_Directions_.
Reproduce the part of the endometriosis blog post between "As I stated" and "this entire process...", inclusive.

_Excerpt provided_.
Okay, it's here. This is the week that the majority of mine and Nick's questions will HOPEFULLY be answered. This Thursday afternoon I'm going in to have a VERY routine procedure that will inform us and the doctors what exactly is being attacked by this "disorder" and it will also allow us to know where the endometriosis has spread.
Almost exactly a year ago, this Thursday, Nick and I were getting ready to go in for our first ultrasound- after finding out of this "so-called" endometriosis. Now you have to understand something, I have been living with some of the most awful periods which all started back when I was 16... I had been to the Dr. COUNTLESS times complaining of these debilitating days that came like clock-work every single month--- and I had NEVER EVER heard of endometriosis... now fast-forward 6 years later... I'm now married, living in a new city and trying to find a girl-doctor here in San Antonio... mostly because my periods have gradually started to get worse and worse... so I find the PERFECT doctor and after the VERY FIRST consultation he basically looked at me and Nick in the eyes and said "You have every symptom, and nothing short of, endometriosis. We need to make an appointment for you to come in and have an ultrasound done." Endometriosis? What the heck is that?! I'm really not sure why Nick and I didn't ask for a more thorough explanation... I guess I was to excited to finally know that the things I was feeling were all caused by something real- something with a name.
Nick and I left that appointment, as unusual as it sounds, excited-- we FINALLY had an answer!!! Now all we had to do was go home and google it and figure out what it was and what we needed to do to "fix it"! Little did we know that evening would end with swollen eyes and empty tear ducts.
As I stated in a previous blog... I love to hear all of the happy endings for couples who suffer from endo... I really do!!! A baby is truly a gift from God... a miracle for any couple struggling or not. And believe me Nick was sure to point out all the success stories that first night of researching... but, I could see in his eyes that he was scared- but at the same time, he was so incredibly strong for me... which is amazing considering we had been married for a little less than 2 months at this point and knowing there is a chance that we may or may not be able to have kids on our own or maybe even at all... he's just been the best through this entire process...

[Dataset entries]

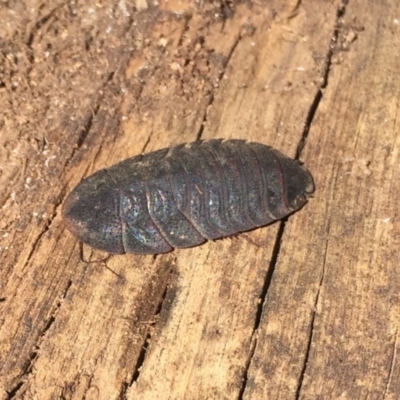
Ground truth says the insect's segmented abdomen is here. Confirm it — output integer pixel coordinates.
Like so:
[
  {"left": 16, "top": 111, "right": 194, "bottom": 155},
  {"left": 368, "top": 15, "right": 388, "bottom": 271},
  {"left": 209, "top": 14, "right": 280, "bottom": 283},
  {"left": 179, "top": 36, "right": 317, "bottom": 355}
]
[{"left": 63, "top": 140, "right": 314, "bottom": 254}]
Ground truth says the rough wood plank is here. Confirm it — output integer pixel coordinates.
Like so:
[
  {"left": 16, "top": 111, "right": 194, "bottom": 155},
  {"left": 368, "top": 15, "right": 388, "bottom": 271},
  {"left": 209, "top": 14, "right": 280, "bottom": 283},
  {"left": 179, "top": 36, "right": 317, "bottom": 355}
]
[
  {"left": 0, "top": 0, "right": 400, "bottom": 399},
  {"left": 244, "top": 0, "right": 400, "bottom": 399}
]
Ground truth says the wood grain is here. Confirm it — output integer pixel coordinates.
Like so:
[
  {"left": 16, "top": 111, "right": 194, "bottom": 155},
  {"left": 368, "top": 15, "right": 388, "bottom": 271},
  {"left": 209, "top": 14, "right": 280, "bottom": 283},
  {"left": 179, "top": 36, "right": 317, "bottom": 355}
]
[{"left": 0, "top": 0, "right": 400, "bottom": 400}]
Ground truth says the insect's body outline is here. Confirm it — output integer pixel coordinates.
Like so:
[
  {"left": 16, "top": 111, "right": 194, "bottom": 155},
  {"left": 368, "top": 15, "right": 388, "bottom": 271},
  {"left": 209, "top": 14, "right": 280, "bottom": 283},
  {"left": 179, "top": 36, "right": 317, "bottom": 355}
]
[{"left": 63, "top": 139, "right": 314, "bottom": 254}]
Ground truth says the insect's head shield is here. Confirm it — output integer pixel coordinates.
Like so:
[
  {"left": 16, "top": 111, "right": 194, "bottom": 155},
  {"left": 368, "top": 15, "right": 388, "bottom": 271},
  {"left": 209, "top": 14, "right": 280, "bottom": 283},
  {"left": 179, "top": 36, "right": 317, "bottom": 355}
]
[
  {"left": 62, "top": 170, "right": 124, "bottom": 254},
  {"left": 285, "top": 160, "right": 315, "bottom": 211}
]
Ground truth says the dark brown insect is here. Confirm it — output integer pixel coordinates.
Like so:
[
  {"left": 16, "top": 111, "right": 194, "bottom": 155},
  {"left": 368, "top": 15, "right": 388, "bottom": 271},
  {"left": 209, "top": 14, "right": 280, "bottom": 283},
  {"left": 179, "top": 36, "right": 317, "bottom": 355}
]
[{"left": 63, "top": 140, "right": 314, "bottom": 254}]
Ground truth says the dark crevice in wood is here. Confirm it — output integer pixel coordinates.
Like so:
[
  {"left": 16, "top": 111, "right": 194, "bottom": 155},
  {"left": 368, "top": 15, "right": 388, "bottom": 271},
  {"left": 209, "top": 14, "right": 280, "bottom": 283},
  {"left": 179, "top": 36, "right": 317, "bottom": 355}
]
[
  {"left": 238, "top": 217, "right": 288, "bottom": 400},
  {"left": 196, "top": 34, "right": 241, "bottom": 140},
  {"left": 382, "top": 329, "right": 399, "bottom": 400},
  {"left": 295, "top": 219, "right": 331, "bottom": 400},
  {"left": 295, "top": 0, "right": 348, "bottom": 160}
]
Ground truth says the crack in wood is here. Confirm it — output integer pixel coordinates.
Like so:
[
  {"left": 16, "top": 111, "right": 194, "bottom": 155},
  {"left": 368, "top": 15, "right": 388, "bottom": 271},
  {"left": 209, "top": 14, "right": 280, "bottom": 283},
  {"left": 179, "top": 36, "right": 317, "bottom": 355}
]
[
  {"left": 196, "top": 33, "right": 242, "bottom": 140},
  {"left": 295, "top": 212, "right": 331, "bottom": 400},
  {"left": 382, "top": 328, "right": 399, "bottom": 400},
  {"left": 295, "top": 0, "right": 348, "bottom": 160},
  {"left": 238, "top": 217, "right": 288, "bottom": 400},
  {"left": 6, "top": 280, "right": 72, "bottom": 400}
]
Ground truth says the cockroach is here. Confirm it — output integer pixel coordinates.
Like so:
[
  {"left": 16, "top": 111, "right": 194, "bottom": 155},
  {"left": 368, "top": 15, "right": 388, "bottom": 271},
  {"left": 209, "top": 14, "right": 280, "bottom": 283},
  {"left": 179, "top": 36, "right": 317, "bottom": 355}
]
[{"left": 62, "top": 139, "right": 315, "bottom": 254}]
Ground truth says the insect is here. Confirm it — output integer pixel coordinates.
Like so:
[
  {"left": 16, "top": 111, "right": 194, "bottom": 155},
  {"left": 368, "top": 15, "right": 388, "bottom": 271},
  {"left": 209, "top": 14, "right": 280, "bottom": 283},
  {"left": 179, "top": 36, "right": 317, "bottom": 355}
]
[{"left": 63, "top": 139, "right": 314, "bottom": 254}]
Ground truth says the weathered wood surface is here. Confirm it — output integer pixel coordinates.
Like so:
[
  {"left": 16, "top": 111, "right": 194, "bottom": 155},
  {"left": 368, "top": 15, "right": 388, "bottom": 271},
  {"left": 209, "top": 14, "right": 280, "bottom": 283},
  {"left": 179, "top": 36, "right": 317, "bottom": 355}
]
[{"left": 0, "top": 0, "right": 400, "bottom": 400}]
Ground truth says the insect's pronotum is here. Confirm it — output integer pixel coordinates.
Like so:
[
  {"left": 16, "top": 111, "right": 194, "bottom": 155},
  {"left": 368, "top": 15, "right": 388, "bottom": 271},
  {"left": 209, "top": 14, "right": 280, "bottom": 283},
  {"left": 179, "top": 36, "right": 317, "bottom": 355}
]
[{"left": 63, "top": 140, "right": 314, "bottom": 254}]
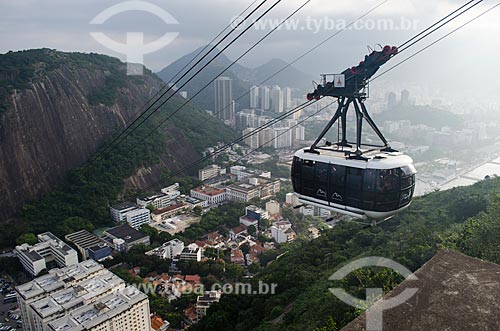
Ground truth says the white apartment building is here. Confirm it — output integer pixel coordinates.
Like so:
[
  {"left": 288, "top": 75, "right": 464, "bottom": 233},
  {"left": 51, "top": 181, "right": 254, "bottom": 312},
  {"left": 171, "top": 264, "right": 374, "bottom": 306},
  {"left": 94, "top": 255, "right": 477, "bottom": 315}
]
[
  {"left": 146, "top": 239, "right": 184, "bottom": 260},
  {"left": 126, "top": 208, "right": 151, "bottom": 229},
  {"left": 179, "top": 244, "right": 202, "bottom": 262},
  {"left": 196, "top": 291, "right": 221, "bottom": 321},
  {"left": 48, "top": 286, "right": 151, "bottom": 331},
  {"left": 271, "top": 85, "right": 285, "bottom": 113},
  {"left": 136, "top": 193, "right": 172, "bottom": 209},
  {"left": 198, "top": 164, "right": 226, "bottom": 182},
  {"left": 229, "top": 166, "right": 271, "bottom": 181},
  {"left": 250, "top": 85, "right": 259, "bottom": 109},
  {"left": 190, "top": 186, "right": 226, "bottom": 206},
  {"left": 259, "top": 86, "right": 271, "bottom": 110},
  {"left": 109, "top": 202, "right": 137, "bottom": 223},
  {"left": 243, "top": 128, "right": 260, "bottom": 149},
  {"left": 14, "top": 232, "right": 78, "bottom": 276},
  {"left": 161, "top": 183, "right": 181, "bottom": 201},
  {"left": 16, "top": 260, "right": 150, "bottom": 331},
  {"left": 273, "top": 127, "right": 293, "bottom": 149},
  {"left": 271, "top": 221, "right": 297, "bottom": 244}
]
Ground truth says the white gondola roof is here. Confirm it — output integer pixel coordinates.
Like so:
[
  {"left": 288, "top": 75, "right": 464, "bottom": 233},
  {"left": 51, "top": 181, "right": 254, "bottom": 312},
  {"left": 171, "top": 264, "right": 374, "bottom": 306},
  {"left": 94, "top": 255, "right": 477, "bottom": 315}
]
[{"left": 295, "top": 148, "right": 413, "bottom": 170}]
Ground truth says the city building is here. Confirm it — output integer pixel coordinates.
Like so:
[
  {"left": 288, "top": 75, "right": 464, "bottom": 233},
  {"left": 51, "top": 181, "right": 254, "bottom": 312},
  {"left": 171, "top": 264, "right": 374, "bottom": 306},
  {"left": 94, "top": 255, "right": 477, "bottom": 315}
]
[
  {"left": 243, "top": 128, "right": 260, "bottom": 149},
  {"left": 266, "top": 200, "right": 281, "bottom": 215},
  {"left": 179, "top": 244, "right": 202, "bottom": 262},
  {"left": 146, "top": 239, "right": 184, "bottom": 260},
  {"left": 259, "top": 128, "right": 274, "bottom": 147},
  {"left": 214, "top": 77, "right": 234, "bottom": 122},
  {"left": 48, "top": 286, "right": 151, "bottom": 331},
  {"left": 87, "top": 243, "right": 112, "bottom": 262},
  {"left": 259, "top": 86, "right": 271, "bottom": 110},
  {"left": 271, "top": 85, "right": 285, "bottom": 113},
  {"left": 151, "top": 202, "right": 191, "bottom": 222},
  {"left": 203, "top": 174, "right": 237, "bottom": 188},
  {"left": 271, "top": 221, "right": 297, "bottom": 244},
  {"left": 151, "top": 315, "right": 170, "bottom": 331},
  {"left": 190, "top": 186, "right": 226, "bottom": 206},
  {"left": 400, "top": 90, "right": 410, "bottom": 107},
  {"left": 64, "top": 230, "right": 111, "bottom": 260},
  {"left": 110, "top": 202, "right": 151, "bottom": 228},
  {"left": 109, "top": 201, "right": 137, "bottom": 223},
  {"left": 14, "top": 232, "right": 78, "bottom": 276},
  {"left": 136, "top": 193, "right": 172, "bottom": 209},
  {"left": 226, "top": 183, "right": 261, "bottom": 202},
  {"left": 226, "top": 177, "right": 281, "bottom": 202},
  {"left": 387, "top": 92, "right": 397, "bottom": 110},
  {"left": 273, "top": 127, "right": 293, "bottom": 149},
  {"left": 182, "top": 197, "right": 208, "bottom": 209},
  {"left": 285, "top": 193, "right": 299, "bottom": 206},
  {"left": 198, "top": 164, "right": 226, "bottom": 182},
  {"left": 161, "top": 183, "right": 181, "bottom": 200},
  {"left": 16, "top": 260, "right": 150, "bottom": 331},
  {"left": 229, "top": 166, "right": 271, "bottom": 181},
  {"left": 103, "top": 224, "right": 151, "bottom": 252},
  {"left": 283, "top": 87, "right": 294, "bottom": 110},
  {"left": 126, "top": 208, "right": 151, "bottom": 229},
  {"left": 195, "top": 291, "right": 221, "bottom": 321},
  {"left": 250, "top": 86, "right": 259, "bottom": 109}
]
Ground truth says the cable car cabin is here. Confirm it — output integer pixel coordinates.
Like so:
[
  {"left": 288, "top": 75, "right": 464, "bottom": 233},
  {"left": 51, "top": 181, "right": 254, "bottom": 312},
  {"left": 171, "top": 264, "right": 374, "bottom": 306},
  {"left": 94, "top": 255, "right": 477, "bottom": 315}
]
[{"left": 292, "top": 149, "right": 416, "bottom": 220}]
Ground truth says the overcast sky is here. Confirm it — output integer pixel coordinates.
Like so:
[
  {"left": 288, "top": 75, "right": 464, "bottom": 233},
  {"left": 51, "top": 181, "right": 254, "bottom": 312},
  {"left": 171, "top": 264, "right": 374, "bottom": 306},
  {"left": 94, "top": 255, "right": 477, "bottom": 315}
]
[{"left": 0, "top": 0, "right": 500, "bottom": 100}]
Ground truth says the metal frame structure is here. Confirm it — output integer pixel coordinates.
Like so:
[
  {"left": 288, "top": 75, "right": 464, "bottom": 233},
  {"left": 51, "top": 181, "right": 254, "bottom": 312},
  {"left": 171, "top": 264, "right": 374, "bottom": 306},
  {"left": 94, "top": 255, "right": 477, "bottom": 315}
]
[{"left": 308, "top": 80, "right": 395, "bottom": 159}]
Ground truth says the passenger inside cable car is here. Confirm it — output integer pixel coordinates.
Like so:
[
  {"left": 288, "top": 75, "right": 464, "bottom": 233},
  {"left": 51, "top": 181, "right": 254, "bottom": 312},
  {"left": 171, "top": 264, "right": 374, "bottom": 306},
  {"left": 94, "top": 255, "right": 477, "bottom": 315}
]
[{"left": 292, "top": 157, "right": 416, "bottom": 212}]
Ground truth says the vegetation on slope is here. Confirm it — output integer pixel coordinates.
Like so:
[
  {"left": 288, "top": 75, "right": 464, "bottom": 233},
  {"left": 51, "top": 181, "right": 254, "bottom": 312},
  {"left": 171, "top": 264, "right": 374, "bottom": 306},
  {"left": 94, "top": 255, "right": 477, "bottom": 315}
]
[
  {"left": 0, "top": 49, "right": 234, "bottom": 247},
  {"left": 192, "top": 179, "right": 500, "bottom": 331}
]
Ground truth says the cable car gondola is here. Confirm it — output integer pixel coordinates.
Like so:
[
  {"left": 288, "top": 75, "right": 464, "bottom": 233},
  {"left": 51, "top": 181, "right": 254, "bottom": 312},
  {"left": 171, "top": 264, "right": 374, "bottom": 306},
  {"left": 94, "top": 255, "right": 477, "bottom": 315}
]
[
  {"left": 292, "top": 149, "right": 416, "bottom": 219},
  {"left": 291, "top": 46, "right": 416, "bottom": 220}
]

_Task answer_.
As I stated in a previous blog... I love to hear all of the happy endings for couples who suffer from endo... I really do!!! A baby is truly a gift from God... a miracle for any couple struggling or not. And believe me Nick was sure to point out all the success stories that first night of researching... but, I could see in his eyes that he was scared- but at the same time, he was so incredibly strong for me... which is amazing considering we had been married for a little less than 2 months at this point and knowing there is a chance that we may or may not be able to have kids on our own or maybe even at all... he's just been the best through this entire process...